» **Work to complete**
Copy the listing below word for word, leaving out the pictures.

++++++++++

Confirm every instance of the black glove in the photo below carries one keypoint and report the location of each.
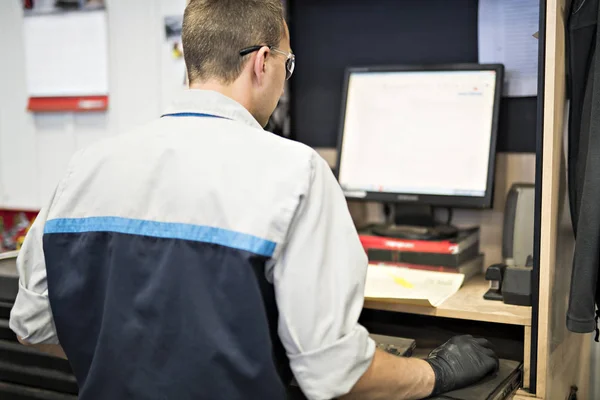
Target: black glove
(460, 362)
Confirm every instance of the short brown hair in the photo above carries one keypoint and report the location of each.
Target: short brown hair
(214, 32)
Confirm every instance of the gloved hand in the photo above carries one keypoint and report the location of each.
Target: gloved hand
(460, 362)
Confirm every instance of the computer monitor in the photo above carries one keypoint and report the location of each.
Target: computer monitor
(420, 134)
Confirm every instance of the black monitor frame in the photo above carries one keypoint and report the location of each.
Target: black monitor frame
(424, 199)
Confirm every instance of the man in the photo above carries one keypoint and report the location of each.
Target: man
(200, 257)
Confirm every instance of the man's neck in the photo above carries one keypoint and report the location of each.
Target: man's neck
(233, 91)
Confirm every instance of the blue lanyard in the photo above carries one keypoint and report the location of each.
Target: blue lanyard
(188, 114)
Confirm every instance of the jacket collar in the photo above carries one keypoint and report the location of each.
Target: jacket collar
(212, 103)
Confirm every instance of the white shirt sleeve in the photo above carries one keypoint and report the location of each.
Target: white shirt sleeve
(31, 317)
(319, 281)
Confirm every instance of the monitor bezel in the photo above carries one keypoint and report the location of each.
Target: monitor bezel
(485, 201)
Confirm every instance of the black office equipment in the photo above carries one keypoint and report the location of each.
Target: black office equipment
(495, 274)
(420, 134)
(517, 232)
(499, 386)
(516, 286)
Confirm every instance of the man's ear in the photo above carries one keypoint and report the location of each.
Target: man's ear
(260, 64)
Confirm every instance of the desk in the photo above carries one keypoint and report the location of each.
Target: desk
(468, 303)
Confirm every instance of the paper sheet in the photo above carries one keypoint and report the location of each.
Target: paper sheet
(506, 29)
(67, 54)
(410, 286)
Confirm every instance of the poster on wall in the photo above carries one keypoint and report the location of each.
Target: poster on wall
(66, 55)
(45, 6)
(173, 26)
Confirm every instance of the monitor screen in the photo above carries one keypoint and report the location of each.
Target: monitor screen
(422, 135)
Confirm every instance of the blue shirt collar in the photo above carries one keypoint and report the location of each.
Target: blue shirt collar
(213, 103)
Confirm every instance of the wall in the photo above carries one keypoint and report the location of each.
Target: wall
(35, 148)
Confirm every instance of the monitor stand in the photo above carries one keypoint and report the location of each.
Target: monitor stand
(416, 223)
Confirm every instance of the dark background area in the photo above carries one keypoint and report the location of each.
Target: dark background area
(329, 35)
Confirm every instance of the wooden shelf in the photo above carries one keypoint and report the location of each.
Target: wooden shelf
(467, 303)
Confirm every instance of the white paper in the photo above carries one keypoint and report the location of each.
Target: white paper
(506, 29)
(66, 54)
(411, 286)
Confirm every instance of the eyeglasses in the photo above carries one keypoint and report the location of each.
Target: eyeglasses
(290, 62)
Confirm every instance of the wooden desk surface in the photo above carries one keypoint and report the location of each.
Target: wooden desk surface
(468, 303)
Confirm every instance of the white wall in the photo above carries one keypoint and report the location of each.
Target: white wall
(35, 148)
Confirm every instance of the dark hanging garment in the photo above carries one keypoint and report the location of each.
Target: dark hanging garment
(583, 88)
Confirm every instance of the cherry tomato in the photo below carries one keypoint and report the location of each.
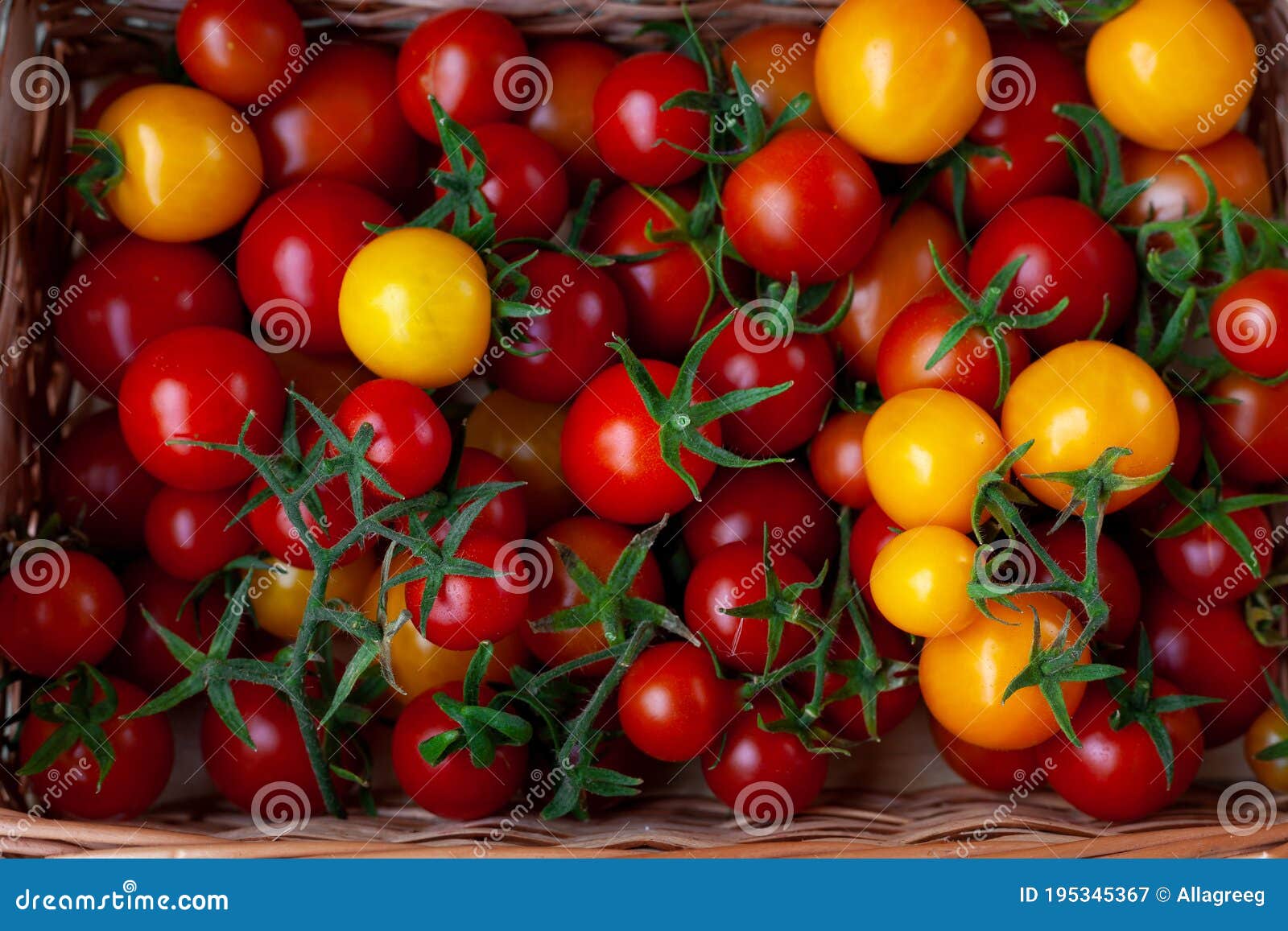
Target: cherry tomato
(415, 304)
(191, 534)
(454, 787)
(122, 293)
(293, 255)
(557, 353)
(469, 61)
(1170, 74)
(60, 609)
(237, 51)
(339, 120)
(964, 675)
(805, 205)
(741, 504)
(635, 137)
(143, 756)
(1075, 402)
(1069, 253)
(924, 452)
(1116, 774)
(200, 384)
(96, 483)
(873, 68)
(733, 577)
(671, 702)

++++++++++

» **Task response**
Confirm every instance of the black glove in the photo below carries one keypoint and report the location of each.
Target: black glove
(460, 362)
Confirm every instance of the short brown hair in the photo above carries one keypoint and report the location of each.
Target: short brown hair
(214, 32)
Confirm every instance of the gloved hand in the photo above carries one keypoint and report the location of each.
Target: gloved hand
(460, 362)
Confirm every instance of the computer monitor in the photo above carries one keypoint and report the location of each.
Target: computer monitor
(420, 134)
Confirm every instance of the black monitor frame in the photo above carries one keypoint and report the location of each.
Target: black monitor frame
(424, 199)
Confirm every instance of the man in the photo above carries one keypoint and report the location of each.
Target: man
(200, 257)
Confirm every instance of the man's neck in the photo above carries one keypoint and report the location of each.
Target: man's neck
(233, 91)
Confirm every instance of the blue lanyard in the photo above carries one keypoint and report the location of each.
Target: blue lanyard
(188, 114)
Confirm every instance of the jacket collar in the photo above carries one keypoint and report the location of each.
Target: jacket collar
(212, 103)
Confirm every instance of the white shirt sleeve in the photo above carries one keypoint and report the location of each.
Target: white shirt sleeve
(31, 317)
(319, 281)
Confirm every instance of the monitor bezel in the photo above carries one keypoint and report the location of each.
Target: monitor bezel
(485, 201)
Confirm every instance of the black office equipment in the photo above carries one keypoint and report the location of each.
Target: black office equipment
(495, 274)
(420, 134)
(517, 232)
(499, 386)
(516, 286)
Confirm every instance of the man's ear in the photo above carries one keypoint and report the location of each.
Target: man's ear
(260, 64)
Confirm every instance of the desk in the photo above carries one keypoint and report the location of each.
Target: desk
(468, 303)
Confirm every instance of the paper sheet in the photo above carries one keypoint and report the location of each.
Target: paper sheet
(506, 29)
(67, 54)
(410, 286)
Confirm every instance of the poster on wall in the photo above carries one keypoint and report the location of each.
Target: poster on wall
(66, 55)
(45, 6)
(173, 26)
Confirm every instance of the monitor screen in the photo above carries one keypoint and report the location of each.
Target: monitor screen
(422, 135)
Confirm every instance of the blue shirt collar in the photo above carries one keypoint and report the location of each.
Target: blue shirt collar
(213, 103)
Confirm every instance of the wall in the photo above carries one keypoint and report the location of each.
Target: wall
(35, 148)
Confirm every instance of the monitor stand in the photo above carries one keypoint and report the location of each.
Target: monitor stand
(416, 223)
Confirm every instance of the dark background area in the photo above carries one keypoint and report the location of each.
Target: dark background area
(329, 35)
Confirm every instance of the wooden shelf in the photo above carries one keypoint and report the location of each.
Target: wooden shelf
(467, 303)
Confirm every instance of the white paper in the photo above carries one keypoint and report the location of each.
Target: white paper
(506, 29)
(66, 54)
(411, 286)
Confirm every instance of the eyeglasses in the photo above carries one keypoint and report the location of each.
Target: eyeglasses
(290, 62)
Confirm every instance of the wooden desk surface in the photo above carries one keypoint and report the location of each.
Target: wooden desk surface
(468, 303)
Confirm every instance of the white wall in the photo above carries one keypoint and report the location of each.
Target: white wall
(35, 148)
Confirm every instance of the dark hanging garment in the photo above carries one keypoint and report the location of each.
Target: dark hanging garment
(583, 88)
Confirm every instance of the cherry tomato in the photo below carries one keypoint and report the location of each.
Target: cherry tomato
(415, 304)
(191, 534)
(454, 787)
(122, 293)
(293, 255)
(557, 353)
(469, 61)
(1170, 74)
(60, 609)
(237, 51)
(339, 120)
(964, 675)
(805, 205)
(741, 504)
(635, 137)
(143, 756)
(1075, 402)
(1069, 253)
(924, 452)
(1116, 774)
(200, 384)
(96, 483)
(873, 68)
(733, 577)
(671, 702)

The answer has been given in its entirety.